**Stated exercise:** Render every line of the listing below as a Markdown table with the columns "Row" and "Line," skipping blank lines and leaving out the picture lines.

── Listing ──

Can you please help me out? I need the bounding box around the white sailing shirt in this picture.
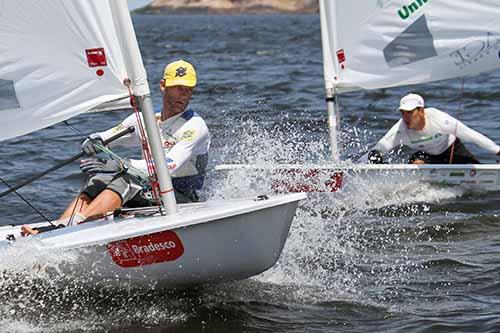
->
[374,108,500,155]
[96,110,210,190]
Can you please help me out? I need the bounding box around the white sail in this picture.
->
[320,0,500,92]
[0,0,149,140]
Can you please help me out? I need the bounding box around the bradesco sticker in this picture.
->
[107,230,184,268]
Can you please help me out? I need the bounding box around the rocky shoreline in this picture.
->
[138,0,318,14]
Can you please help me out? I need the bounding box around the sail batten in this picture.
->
[320,0,500,92]
[0,0,149,140]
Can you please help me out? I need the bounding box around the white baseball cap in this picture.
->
[398,94,424,111]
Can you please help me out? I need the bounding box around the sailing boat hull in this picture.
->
[0,194,305,287]
[216,164,500,193]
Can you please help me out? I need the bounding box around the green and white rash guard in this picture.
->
[374,108,500,155]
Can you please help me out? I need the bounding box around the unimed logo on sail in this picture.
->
[107,230,184,268]
[398,0,430,20]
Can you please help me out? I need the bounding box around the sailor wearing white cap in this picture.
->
[368,94,500,164]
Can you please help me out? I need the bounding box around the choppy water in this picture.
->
[0,15,500,332]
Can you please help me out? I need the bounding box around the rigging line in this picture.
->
[123,79,160,204]
[449,77,465,164]
[68,176,90,226]
[0,177,55,223]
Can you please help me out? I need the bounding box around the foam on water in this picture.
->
[210,122,464,301]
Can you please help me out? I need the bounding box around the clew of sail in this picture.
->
[0,0,149,140]
[320,0,500,93]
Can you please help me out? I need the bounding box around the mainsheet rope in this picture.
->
[123,79,160,203]
[450,77,464,164]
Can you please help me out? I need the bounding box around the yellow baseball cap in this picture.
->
[163,60,196,87]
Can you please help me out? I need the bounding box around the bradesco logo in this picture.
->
[450,32,500,69]
[398,0,430,20]
[107,230,184,268]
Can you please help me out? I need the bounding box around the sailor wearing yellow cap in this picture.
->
[24,60,210,233]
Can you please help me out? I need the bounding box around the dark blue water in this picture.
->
[0,15,500,332]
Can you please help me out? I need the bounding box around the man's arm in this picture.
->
[456,120,500,155]
[81,114,140,155]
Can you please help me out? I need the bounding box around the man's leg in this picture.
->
[81,189,122,219]
[59,193,92,220]
[21,193,92,236]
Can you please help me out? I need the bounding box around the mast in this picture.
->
[319,0,340,163]
[110,0,177,214]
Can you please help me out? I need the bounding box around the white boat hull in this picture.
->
[0,194,305,287]
[216,164,500,192]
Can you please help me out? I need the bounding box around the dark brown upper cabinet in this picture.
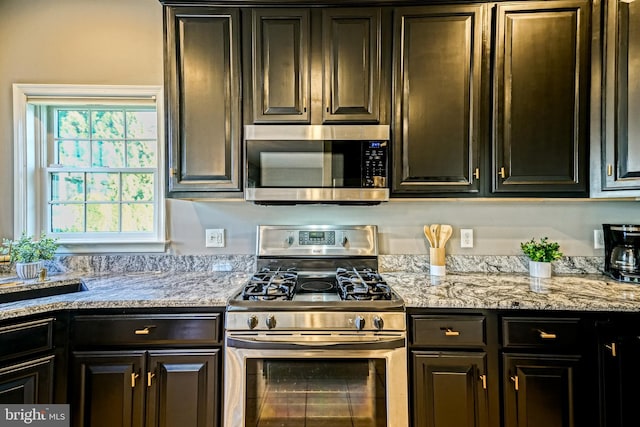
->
[322,8,382,122]
[252,9,311,123]
[392,5,484,196]
[250,8,388,124]
[492,1,590,196]
[165,7,242,197]
[592,0,640,197]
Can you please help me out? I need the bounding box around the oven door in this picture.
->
[224,332,408,427]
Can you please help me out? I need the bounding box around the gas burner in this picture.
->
[336,268,391,300]
[242,268,298,301]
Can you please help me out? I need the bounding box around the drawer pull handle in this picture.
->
[510,375,520,391]
[538,329,558,340]
[444,328,460,337]
[147,371,156,387]
[605,342,617,357]
[131,372,140,388]
[135,326,155,335]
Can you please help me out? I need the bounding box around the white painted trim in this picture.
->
[13,83,167,253]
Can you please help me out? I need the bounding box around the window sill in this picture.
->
[56,240,170,255]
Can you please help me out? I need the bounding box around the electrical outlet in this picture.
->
[593,229,604,249]
[204,228,224,248]
[460,228,473,248]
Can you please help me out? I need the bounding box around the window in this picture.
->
[14,85,165,252]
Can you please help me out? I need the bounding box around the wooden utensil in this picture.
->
[429,224,440,248]
[424,225,435,248]
[438,224,453,248]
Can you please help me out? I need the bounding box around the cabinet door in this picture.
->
[412,351,489,427]
[492,1,590,196]
[603,0,640,194]
[598,334,640,427]
[322,8,381,122]
[69,351,146,427]
[165,7,241,197]
[146,350,221,427]
[503,354,588,427]
[392,5,483,194]
[251,9,310,123]
[0,356,54,405]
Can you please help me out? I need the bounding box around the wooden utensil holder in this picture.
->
[429,247,447,276]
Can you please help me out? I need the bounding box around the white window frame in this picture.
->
[13,83,169,253]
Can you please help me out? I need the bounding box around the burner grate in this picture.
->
[242,268,298,301]
[336,268,392,300]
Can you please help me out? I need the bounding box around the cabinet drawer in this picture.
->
[412,316,486,347]
[502,317,580,348]
[0,318,54,360]
[72,313,220,346]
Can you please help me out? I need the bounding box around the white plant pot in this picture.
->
[16,261,44,279]
[529,261,551,278]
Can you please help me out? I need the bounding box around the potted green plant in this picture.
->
[520,237,562,277]
[2,233,59,279]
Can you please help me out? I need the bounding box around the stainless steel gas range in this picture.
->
[224,225,408,427]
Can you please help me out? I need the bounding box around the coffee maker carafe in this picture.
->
[602,224,640,283]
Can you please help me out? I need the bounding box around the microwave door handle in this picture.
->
[226,337,405,350]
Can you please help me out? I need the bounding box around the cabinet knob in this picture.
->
[267,314,276,329]
[509,375,520,391]
[134,325,155,335]
[131,372,140,388]
[444,328,460,337]
[538,329,558,340]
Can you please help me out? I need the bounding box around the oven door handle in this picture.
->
[226,336,406,350]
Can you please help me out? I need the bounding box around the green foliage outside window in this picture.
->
[49,107,157,233]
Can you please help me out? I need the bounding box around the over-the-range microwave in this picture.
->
[244,125,390,204]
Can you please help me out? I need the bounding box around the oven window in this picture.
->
[246,359,387,427]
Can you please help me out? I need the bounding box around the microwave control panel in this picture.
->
[361,141,389,188]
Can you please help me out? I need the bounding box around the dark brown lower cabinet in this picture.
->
[412,351,489,427]
[503,354,581,427]
[598,318,640,427]
[70,349,220,427]
[0,356,55,405]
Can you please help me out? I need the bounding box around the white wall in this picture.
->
[0,0,640,255]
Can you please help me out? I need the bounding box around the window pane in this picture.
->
[122,173,153,201]
[87,203,120,232]
[87,173,120,202]
[127,110,158,138]
[56,140,91,168]
[91,110,124,139]
[122,203,153,232]
[91,141,124,168]
[51,205,84,233]
[127,141,156,168]
[58,110,89,138]
[51,172,84,202]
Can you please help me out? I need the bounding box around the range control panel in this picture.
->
[298,230,336,245]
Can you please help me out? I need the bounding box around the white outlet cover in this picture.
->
[204,228,225,248]
[460,228,473,248]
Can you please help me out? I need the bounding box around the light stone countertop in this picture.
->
[383,273,640,311]
[0,272,250,320]
[0,272,640,319]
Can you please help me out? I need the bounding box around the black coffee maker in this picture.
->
[602,224,640,283]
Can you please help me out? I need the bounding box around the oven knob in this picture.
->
[373,316,384,330]
[267,314,276,329]
[247,314,258,329]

───

**Output for this exercise:**
| Row | Line |
|---|---|
| 1 | Can you please help me out? I need the bounding box around the white sailing shirt in this picture. |
| 2 | -> |
| 3 | [374,108,500,155] |
| 4 | [96,110,210,190] |
| 5 | Can you please help me out? I need the bounding box around the white sail in this picture. |
| 6 | -> |
| 7 | [320,0,500,92] |
| 8 | [0,0,149,140] |
| 9 | Can you please help me out? I need the bounding box around the bradesco sticker in this picture. |
| 10 | -> |
| 11 | [107,230,184,268] |
| 12 | Can you please help me out? I need the bounding box around the rocky shoreline in this picture. |
| 13 | -> |
| 14 | [138,0,318,14] |
| 15 | Can you please help me out? I need the bounding box around the sail batten in this picture. |
| 16 | -> |
| 17 | [320,0,500,92] |
| 18 | [0,0,149,140] |
| 19 | Can you please help me out? I need the bounding box around the white baseball cap in this picture. |
| 20 | -> |
| 21 | [398,94,424,111] |
| 22 | Can you please help me out? I need the bounding box around the sailing boat hull in this picture. |
| 23 | -> |
| 24 | [0,194,305,287] |
| 25 | [216,164,500,193] |
| 26 | Can you please help me out? I need the bounding box around the green and white rash guard in this picture. |
| 27 | -> |
| 28 | [374,108,500,155] |
| 29 | Can you please help me out? I need the bounding box around the unimed logo on sail in this picture. |
| 30 | -> |
| 31 | [107,230,184,268] |
| 32 | [398,0,430,20] |
| 33 | Can you please help me out? I need the bounding box around the sailor wearing white cap in this picture. |
| 34 | -> |
| 35 | [368,94,500,164] |
| 36 | Can you please help me out? I need the bounding box around the choppy water in this picture. |
| 37 | -> |
| 38 | [0,15,500,332] |
| 39 | Can you please help me out? I need the bounding box around the rigging line in this picture. |
| 40 | -> |
| 41 | [123,79,160,204] |
| 42 | [449,77,465,164] |
| 43 | [68,176,90,226] |
| 44 | [0,177,55,223] |
| 45 | Can you please help me out? I need the bounding box around the foam on water in this picture. |
| 46 | -> |
| 47 | [210,122,464,301] |
| 48 | Can you please help me out? I need the bounding box around the clew of sail in this picture. |
| 49 | -> |
| 50 | [0,0,149,140] |
| 51 | [320,0,500,93] |
| 52 | Can you please help me out? I need the bounding box around the mainsheet rope in this picture. |
| 53 | -> |
| 54 | [123,79,160,203] |
| 55 | [450,77,464,164] |
| 56 | Can you please help me out? I need the bounding box around the yellow baseball cap in this picture. |
| 57 | -> |
| 58 | [163,60,196,87] |
| 59 | Can you please help me out? I need the bounding box around the bradesco logo in this picture. |
| 60 | -> |
| 61 | [450,32,500,69] |
| 62 | [398,0,430,20] |
| 63 | [107,230,184,268] |
| 64 | Can you please help me out? I need the bounding box around the sailor wearing yellow cap in this picture. |
| 65 | -> |
| 66 | [24,60,210,233] |
| 67 | Can you please help me out? I need the bounding box around the dark blue water in this picture. |
| 68 | -> |
| 69 | [0,15,500,332] |
| 70 | Can you please help me out? I need the bounding box around the man's arm in this picture. |
| 71 | -> |
| 72 | [456,120,500,155] |
| 73 | [81,114,140,155] |
| 74 | Can you please help me out? I need the bounding box around the man's leg in this picture. |
| 75 | -> |
| 76 | [81,189,122,219] |
| 77 | [59,193,92,220] |
| 78 | [21,193,92,236] |
| 79 | Can you please help me out? I need the bounding box around the mast in this picture. |
| 80 | -> |
| 81 | [319,0,340,163] |
| 82 | [110,0,177,214] |
| 83 | Can you please help me out? I need the bounding box around the white boat hull in this picture. |
| 84 | -> |
| 85 | [0,194,305,287] |
| 86 | [216,164,500,192] |
| 87 | Can you please help me out? I need the bounding box around the dark brown upper cabinet in this picture. |
| 88 | -> |
| 89 | [322,8,382,122] |
| 90 | [252,9,311,123] |
| 91 | [392,5,484,196] |
| 92 | [250,8,388,124] |
| 93 | [492,1,590,196] |
| 94 | [165,7,242,197] |
| 95 | [592,0,640,197] |
| 96 | Can you please help me out? I need the bounding box around the oven door in this picture. |
| 97 | -> |
| 98 | [224,332,408,427] |
| 99 | Can you please help me out? I need the bounding box around the gas burner in this picture. |
| 100 | -> |
| 101 | [336,268,391,300] |
| 102 | [242,268,298,301] |
| 103 | Can you please help me out? I need the bounding box around the drawer pull handle in this picture. |
| 104 | -> |
| 105 | [510,375,520,391] |
| 106 | [538,329,558,340] |
| 107 | [444,328,460,337] |
| 108 | [147,371,156,387] |
| 109 | [605,342,617,357] |
| 110 | [131,372,140,388] |
| 111 | [135,326,155,335] |
| 112 | Can you please help me out? I need the bounding box around the white painted trim in this picture. |
| 113 | -> |
| 114 | [13,83,167,253] |
| 115 | Can you please help me out? I need the bounding box around the window sill in this picture. |
| 116 | -> |
| 117 | [56,240,170,255] |
| 118 | Can you please help me out? I need the bounding box around the electrical outlet in this picture. |
| 119 | -> |
| 120 | [593,229,604,249] |
| 121 | [204,228,224,248] |
| 122 | [460,228,473,248] |
| 123 | Can you please help me out? I need the bounding box around the window in this picture. |
| 124 | -> |
| 125 | [14,85,165,252] |
| 126 | Can you please help me out? I need the bounding box around the wooden utensil in this picture. |
| 127 | -> |
| 128 | [429,224,440,248] |
| 129 | [424,225,435,248] |
| 130 | [438,224,453,248] |
| 131 | Can you please help me out? I need the bounding box around the cabinet door in this picture. |
| 132 | -> |
| 133 | [412,351,489,427] |
| 134 | [492,1,590,196] |
| 135 | [603,0,640,194] |
| 136 | [598,334,640,427] |
| 137 | [322,8,381,122] |
| 138 | [69,351,146,427] |
| 139 | [165,7,241,197] |
| 140 | [146,350,221,427] |
| 141 | [503,354,588,427] |
| 142 | [392,5,483,194] |
| 143 | [251,9,310,123] |
| 144 | [0,356,54,405] |
| 145 | Can you please help me out? I need the bounding box around the wooden utensil holder in this picture. |
| 146 | -> |
| 147 | [429,247,447,276] |
| 148 | Can you please help me out? I need the bounding box around the white window frame in this picture. |
| 149 | -> |
| 150 | [13,83,169,253] |
| 151 | Can you please help me out? I need the bounding box around the burner grate in this picture. |
| 152 | -> |
| 153 | [242,268,298,301] |
| 154 | [336,268,392,300] |
| 155 | Can you please help me out? I need the bounding box around the cabinet drawer in this picture. |
| 156 | -> |
| 157 | [412,316,486,347] |
| 158 | [502,317,580,348] |
| 159 | [0,318,54,360] |
| 160 | [72,313,220,346] |
| 161 | Can you please help me out? I need the bounding box around the white plant pot in this picture. |
| 162 | -> |
| 163 | [16,261,44,279] |
| 164 | [529,261,551,278] |
| 165 | Can you please help me out? I need the bounding box around the potted green plant in this picture. |
| 166 | -> |
| 167 | [520,237,562,277] |
| 168 | [2,233,59,279] |
| 169 | Can you please help me out? I need the bounding box around the stainless steel gas range in this picture. |
| 170 | -> |
| 171 | [224,225,408,427] |
| 172 | Can you please help me out? I need the bounding box around the coffee maker carafe in this picture. |
| 173 | -> |
| 174 | [602,224,640,283] |
| 175 | Can you please help me out? I need the bounding box around the microwave door handle in this picture. |
| 176 | -> |
| 177 | [226,337,405,350] |
| 178 | Can you please help me out? I need the bounding box around the cabinet knob in this picture. |
| 179 | -> |
| 180 | [267,314,276,329] |
| 181 | [509,375,520,391] |
| 182 | [134,325,155,335] |
| 183 | [131,372,140,388] |
| 184 | [444,328,460,337] |
| 185 | [538,329,558,340] |
| 186 | Can you please help me out? I need the bounding box around the oven door handle in this picture. |
| 187 | -> |
| 188 | [226,336,406,350] |
| 189 | Can you please help me out? I need the bounding box around the green foliage outside window in this picture. |
| 190 | -> |
| 191 | [49,107,157,233] |
| 192 | Can you please help me out? I need the bounding box around the over-the-range microwave in this picture. |
| 193 | -> |
| 194 | [244,125,390,204] |
| 195 | Can you please help me out? I need the bounding box around the oven window in this picture. |
| 196 | -> |
| 197 | [246,359,387,427] |
| 198 | Can you please help me out? I need the bounding box around the microwave control panel in this picture. |
| 199 | -> |
| 200 | [361,141,389,188] |
| 201 | Can you please help me out? I need the bounding box around the dark brown lower cabinet in this picture. |
| 202 | -> |
| 203 | [412,351,489,427] |
| 204 | [503,354,581,427] |
| 205 | [598,318,640,427] |
| 206 | [70,349,220,427] |
| 207 | [0,356,55,405] |
| 208 | Can you please help me out? I need the bounding box around the white wall in this picture. |
| 209 | -> |
| 210 | [0,0,640,255] |
| 211 | Can you please help me out? I need the bounding box around the window pane in this picture. |
| 212 | -> |
| 213 | [122,173,153,201] |
| 214 | [87,203,120,232] |
| 215 | [87,173,120,202] |
| 216 | [127,110,158,138] |
| 217 | [56,140,91,168] |
| 218 | [91,110,124,139] |
| 219 | [122,203,153,232] |
| 220 | [91,141,124,168] |
| 221 | [51,205,84,233] |
| 222 | [127,141,156,168] |
| 223 | [58,110,89,138] |
| 224 | [51,172,84,202] |
| 225 | Can you please help me out? I need the bounding box around the range control panel in this picture. |
| 226 | -> |
| 227 | [298,230,336,245] |
| 228 | Can you please help me out? I need the bounding box around the white outlet cover in this picture. |
| 229 | -> |
| 230 | [204,228,225,248] |
| 231 | [460,228,473,248] |
| 232 | Can you please help me out? I need the bounding box around the light stone countertop in this picture. |
| 233 | -> |
| 234 | [383,273,640,311] |
| 235 | [0,272,250,320] |
| 236 | [0,272,640,319] |
| 237 | Can you please help me out? I need the bounding box around the black coffee maker in this picture. |
| 238 | -> |
| 239 | [602,224,640,283] |
| 240 | Can you please help me out? I need the bounding box around the oven knob in this picture. |
| 241 | -> |
| 242 | [373,316,384,330] |
| 243 | [267,314,276,329] |
| 244 | [247,314,258,329] |